DATASET.
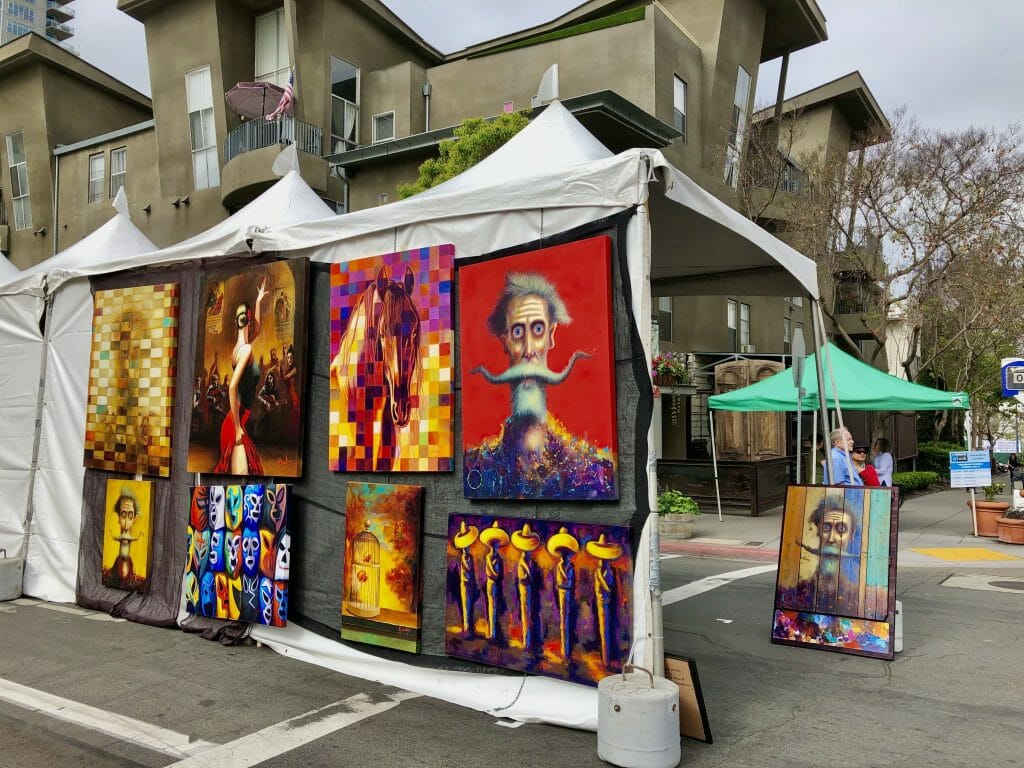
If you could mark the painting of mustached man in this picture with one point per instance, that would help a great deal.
(538, 373)
(383, 543)
(239, 553)
(391, 382)
(836, 583)
(127, 524)
(131, 380)
(247, 400)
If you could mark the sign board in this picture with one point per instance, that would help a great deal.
(969, 469)
(692, 714)
(1013, 376)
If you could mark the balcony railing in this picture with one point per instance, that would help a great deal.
(57, 30)
(258, 133)
(58, 10)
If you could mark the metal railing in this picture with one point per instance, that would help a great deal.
(257, 133)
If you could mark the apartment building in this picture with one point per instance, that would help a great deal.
(374, 99)
(47, 17)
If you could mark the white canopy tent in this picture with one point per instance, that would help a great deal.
(550, 178)
(44, 465)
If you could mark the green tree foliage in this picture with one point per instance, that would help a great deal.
(474, 139)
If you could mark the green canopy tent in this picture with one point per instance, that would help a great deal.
(859, 386)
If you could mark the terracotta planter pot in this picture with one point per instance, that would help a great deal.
(1011, 531)
(987, 512)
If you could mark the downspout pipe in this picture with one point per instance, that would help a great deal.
(427, 88)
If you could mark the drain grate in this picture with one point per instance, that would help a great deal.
(1018, 586)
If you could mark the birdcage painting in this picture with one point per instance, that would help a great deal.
(365, 578)
(381, 595)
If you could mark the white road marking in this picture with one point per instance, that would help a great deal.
(708, 584)
(120, 727)
(290, 734)
(975, 582)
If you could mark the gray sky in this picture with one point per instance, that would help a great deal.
(952, 62)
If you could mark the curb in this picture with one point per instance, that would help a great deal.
(715, 550)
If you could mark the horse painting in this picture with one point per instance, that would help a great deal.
(375, 375)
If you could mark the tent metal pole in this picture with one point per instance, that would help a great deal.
(714, 462)
(832, 380)
(819, 343)
(37, 438)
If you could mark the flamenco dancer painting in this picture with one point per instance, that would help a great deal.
(242, 343)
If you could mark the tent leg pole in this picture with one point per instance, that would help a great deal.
(714, 461)
(819, 342)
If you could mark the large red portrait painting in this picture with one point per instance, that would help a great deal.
(538, 373)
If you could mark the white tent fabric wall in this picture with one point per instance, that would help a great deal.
(22, 352)
(51, 566)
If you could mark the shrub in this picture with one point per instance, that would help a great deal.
(910, 481)
(934, 457)
(674, 503)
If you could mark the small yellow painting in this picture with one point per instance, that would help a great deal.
(127, 535)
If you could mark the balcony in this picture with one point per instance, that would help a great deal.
(257, 134)
(56, 10)
(251, 150)
(58, 31)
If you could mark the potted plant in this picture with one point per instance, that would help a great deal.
(986, 512)
(1011, 525)
(677, 514)
(669, 369)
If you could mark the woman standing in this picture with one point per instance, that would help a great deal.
(238, 452)
(883, 461)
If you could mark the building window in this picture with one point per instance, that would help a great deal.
(665, 317)
(18, 180)
(271, 48)
(731, 322)
(95, 177)
(383, 127)
(679, 107)
(119, 169)
(344, 105)
(204, 137)
(737, 127)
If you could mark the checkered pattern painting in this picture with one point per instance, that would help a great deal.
(131, 380)
(240, 553)
(391, 392)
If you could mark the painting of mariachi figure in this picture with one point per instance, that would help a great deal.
(247, 403)
(239, 553)
(131, 380)
(836, 586)
(127, 539)
(538, 374)
(541, 596)
(391, 371)
(382, 576)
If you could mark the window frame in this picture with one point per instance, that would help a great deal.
(679, 116)
(19, 193)
(121, 152)
(207, 118)
(97, 175)
(374, 137)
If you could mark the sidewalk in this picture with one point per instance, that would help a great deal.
(934, 530)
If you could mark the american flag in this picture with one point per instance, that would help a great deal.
(286, 98)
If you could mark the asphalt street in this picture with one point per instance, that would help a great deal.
(128, 694)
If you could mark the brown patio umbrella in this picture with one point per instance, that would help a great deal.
(254, 99)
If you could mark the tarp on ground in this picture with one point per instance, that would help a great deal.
(860, 387)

WHAT TO DO. Return to the listing above and set it down exactly, leaving out its pictures.

FINAL ANSWER.
If you could mark the painting of mustached man in this picture with one point per instance, that would help a great deal.
(538, 373)
(383, 543)
(239, 553)
(391, 382)
(836, 583)
(127, 524)
(131, 380)
(247, 400)
If you could mark the sign board in this picture with one point per instance, that would help a great deal.
(969, 469)
(692, 714)
(1013, 376)
If you could mark the balcony railing in this picture with one point per instance, that would help a great deal.
(57, 30)
(258, 133)
(58, 10)
If you could mark the metal railing in this picture with one point per instance, that would help a great deal.
(257, 133)
If you could mark the apartment building in this picture with one point per instance, that would help a great deal.
(374, 99)
(47, 17)
If you could mark the white canopy tent in this picture with one point per instance, that would help a great deal.
(550, 178)
(44, 465)
If you could mark the green tree foliage in this picture with one point per instance, that would help a great deal.
(474, 139)
If you could mark the green canopy tent in this picture with one point per instance, that would help a great deal.
(859, 386)
If you could mark the terracotta planter pot in this picture with one point per instance, that would help a great deal.
(1011, 531)
(987, 512)
If you could mark the downspout pipe in this picture with one point per instance, that would help a great deal.
(427, 88)
If you could mark the drain grate in this picture with one point per instance, that would help a great deal.
(1018, 586)
If you could mark the birdcage painting in this picture with one point per instance, that would help a great deal.
(365, 578)
(381, 595)
If you could mark the white road marking in this picture with one point per instance, that would help a great deal.
(708, 584)
(120, 727)
(290, 734)
(975, 582)
If you could mark the gray sky in this picture with one point per instance, that would help a great deal.
(952, 62)
If you could mark the curb in this picture with one point per instance, that would help a great deal.
(715, 550)
If you could mark the horse painting in this picture with one point per instance, that would help a great deal.
(375, 375)
If you could mark the tent metal pole in this picture with one point per instance, that would help a great deal.
(714, 462)
(832, 380)
(819, 343)
(37, 438)
If you could mark the flamenco dancer painting in this picture with one point per instance, that would help a great deal.
(242, 343)
If you could mark the tent leg pole in this picture with one point per instance, that would help a great deal.
(714, 461)
(819, 342)
If you could mark the large red portrait painting in this picture with one point per instance, that would help a great deal.
(538, 373)
If you could mark the white tent fabric wall in this picture with one point per instance, that would help a great deal.
(22, 352)
(51, 566)
If you could mark the shrub in this picture with one point per instance, that would help a great deal.
(910, 481)
(934, 457)
(674, 503)
If you could mark the small yellow painting in this picture with one point per instance, that would help a great deal.
(127, 535)
If you could mark the balcony in this picture with one point per instance, that would help a great deal.
(257, 134)
(56, 10)
(251, 150)
(58, 31)
If you could mark the potted plant in this picture with one point per instance, that would help a great deal.
(986, 512)
(1011, 525)
(677, 514)
(669, 369)
If you could mark the woman standing in this picture with one point per instance, that would help a great deal.
(238, 452)
(883, 461)
If you could mark the building window in this picture with one point per instance, that would help a great deal.
(665, 317)
(18, 180)
(271, 48)
(731, 322)
(95, 177)
(383, 127)
(679, 107)
(119, 169)
(344, 105)
(204, 137)
(737, 127)
If you could mark the checkered pattern painting in this picture with one point per instance, that would help a great deal.
(131, 380)
(240, 553)
(391, 392)
If you could mark the painting of mariachi figure in this picture with one point per instance, that would help a great deal.
(247, 403)
(239, 553)
(131, 380)
(836, 586)
(127, 539)
(538, 374)
(541, 596)
(391, 371)
(382, 576)
If you could mark the window frame in this picture with one point per instance, that would help a great deal.
(679, 116)
(19, 193)
(121, 152)
(207, 118)
(97, 175)
(374, 137)
If you could mark the sidewalk in this picture with one point per instance, that would help a great deal.
(934, 530)
If you could mark the american flag in this picture with one point per instance, that would help a great deal.
(286, 98)
If you could mark the asphalt street in this picture with one point per instance, that would help a great deal.
(128, 694)
If you could mark the brown patio umbrella in this picture with one point per instance, that would help a great deal.
(254, 99)
If you could mark the tarp on ground in this picture with one point per instance, that would help a great deal.
(860, 387)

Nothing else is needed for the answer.